## begin DATASET ROWS

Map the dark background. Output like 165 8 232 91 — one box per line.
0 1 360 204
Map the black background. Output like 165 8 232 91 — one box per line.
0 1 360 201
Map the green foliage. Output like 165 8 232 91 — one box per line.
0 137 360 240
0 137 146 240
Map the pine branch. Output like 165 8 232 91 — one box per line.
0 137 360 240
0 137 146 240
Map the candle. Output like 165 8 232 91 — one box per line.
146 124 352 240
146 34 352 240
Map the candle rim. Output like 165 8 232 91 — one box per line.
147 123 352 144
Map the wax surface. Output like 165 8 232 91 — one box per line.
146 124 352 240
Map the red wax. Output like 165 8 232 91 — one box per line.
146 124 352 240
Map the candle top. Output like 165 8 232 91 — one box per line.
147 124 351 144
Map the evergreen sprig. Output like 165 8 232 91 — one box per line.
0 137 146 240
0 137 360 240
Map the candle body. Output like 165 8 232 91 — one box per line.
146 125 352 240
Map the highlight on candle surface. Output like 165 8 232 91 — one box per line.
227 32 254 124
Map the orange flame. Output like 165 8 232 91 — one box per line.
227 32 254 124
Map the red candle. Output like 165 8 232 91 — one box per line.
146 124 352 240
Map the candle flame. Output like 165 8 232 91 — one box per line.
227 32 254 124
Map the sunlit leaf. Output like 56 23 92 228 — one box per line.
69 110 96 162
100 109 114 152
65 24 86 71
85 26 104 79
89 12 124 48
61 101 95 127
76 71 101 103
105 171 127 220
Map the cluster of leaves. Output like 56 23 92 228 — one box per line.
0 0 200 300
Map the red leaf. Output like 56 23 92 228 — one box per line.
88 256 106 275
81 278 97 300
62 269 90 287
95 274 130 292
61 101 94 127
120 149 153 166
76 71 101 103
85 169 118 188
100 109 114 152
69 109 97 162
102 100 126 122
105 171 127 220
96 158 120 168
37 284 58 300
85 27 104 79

## end DATASET ROWS

→ **REQUIRED WORK**
Rewrite all of the records above with "one box per line" changed to "each box on its own line" and nothing else altered.

→ **TASK OUTPUT**
Map the dark background. Output like 165 8 232 91 — each box on its own line.
0 1 360 204
Map the black background. Output like 165 8 232 91 — each box on its own line.
0 1 360 201
Map the green foliage. Output like 165 8 232 91 — each box on its own line.
0 137 360 240
0 137 146 240
Map the pine branch. Output like 165 8 232 91 — each box on its own line.
0 137 360 240
0 137 146 240
Map the candle. Output like 165 8 232 91 — each box on its own line.
146 124 352 240
146 34 352 240
Map the candle rim. Output like 165 8 232 91 — each box on its own line.
147 123 352 144
Map the wax surface. Output like 165 8 232 91 — each box on its own line.
146 124 352 240
Map the red wax. Output like 165 8 232 91 — each box on its own line.
146 124 352 240
Map the candle top. Output like 165 8 232 91 — each box on its own line.
147 124 351 144
Map the evergreen sprig. Output like 165 8 232 91 — each box on its own line.
0 137 146 240
0 137 360 240
Map the candle body. Output like 165 8 232 91 — each box on its own line.
146 125 352 240
Map the highlight on candle surface. Output like 165 8 232 91 — each box on its own line.
227 32 254 124
Map the orange flame. Output like 165 8 232 91 — each box on its own line.
227 32 254 124
Map the red candle. Output like 165 8 232 91 — each box on its own line.
146 124 352 240
Map the candle flame. Output like 165 8 232 91 — each box on its own line.
227 32 254 124
Map the sunlit leaf. Output like 56 23 92 228 — each box on its own line.
69 110 96 162
100 109 114 152
65 24 86 71
85 26 104 79
89 12 124 48
61 101 95 127
76 71 101 103
105 171 127 220
Map the cluster of leaves. Output like 56 23 92 228 — each box on its own line.
0 0 200 300
Map the red leaf. Output like 56 23 92 228 — each box on its own line.
88 256 106 275
81 278 97 300
62 269 90 287
95 274 130 292
61 101 94 127
120 149 153 166
76 71 101 103
85 169 118 188
100 109 114 152
69 109 97 162
102 100 126 122
105 171 127 220
96 158 120 168
37 284 58 300
85 27 104 79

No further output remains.